---------- Materials provided ----------
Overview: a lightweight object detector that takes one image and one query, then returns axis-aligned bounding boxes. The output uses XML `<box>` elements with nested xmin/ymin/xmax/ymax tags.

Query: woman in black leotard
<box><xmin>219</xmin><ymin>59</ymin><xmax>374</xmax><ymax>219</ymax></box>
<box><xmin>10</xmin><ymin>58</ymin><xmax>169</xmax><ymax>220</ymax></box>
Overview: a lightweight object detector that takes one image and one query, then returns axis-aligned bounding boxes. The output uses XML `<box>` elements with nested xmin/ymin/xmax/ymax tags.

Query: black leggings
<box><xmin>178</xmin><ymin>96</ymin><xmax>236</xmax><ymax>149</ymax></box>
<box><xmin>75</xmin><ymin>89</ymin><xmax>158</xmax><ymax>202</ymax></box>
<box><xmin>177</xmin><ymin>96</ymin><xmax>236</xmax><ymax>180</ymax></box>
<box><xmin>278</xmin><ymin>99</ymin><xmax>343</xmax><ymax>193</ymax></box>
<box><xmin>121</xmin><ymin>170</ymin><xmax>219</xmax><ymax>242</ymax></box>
----------
---------- Materials provided ----------
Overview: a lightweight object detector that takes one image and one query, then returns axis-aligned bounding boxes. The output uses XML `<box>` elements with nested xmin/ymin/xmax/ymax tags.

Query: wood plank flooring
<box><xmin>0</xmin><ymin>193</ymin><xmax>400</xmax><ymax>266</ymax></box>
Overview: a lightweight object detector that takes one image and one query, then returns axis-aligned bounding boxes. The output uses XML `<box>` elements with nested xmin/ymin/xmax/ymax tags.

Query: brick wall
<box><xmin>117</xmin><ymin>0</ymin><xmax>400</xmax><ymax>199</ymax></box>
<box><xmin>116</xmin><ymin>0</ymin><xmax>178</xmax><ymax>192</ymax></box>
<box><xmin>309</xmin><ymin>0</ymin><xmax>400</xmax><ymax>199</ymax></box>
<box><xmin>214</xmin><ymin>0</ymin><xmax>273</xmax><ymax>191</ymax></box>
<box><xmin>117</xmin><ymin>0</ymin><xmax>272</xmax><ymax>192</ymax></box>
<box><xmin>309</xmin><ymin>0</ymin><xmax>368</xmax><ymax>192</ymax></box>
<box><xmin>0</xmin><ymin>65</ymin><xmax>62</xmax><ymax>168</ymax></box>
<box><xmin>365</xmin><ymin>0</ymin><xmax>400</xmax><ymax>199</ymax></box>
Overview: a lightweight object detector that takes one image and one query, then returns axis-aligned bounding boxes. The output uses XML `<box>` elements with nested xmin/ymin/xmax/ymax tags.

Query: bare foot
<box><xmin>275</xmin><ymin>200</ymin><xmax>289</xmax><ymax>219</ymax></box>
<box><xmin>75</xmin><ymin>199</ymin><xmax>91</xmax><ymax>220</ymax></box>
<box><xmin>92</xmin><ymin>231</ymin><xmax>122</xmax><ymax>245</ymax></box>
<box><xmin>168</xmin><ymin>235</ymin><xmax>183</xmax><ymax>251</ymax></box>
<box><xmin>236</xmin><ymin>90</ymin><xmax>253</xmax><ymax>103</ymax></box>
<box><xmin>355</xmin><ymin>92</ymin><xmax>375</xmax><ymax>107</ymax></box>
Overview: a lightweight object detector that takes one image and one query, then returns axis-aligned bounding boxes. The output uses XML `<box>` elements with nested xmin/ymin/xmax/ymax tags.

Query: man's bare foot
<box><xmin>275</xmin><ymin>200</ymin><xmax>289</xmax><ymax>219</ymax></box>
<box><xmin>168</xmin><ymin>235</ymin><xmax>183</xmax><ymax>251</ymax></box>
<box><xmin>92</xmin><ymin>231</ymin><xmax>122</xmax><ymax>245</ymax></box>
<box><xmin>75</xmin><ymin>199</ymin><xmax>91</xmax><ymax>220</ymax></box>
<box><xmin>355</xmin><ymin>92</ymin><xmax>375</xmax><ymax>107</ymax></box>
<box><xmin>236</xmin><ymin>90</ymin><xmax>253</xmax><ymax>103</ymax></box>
----------
---------- Materials provided ----------
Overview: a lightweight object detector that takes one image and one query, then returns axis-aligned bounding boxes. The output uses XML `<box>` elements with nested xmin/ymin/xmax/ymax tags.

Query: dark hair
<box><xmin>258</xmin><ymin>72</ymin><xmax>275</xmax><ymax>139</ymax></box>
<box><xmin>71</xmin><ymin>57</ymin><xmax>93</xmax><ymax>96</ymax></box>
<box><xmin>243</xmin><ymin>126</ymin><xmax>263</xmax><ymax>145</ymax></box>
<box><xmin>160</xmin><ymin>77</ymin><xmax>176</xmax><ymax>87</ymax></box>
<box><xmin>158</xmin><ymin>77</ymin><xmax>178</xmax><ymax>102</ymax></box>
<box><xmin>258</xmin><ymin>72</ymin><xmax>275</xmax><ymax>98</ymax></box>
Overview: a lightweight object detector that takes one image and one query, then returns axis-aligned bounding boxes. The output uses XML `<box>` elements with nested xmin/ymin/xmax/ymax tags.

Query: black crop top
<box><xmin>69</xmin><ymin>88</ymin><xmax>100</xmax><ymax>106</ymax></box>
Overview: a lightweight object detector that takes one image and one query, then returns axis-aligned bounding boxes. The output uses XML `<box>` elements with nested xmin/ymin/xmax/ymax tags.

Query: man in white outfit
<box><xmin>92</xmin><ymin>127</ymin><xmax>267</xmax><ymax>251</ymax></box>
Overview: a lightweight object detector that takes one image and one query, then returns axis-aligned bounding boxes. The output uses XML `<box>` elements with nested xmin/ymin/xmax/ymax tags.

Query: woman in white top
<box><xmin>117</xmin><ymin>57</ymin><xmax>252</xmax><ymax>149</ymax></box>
----------
Which lines above contain the word "black" with matching case? Return each of those lines in full.

◆ Response to this task
Query: woman in black leotard
Query: black leggings
Query: black crop top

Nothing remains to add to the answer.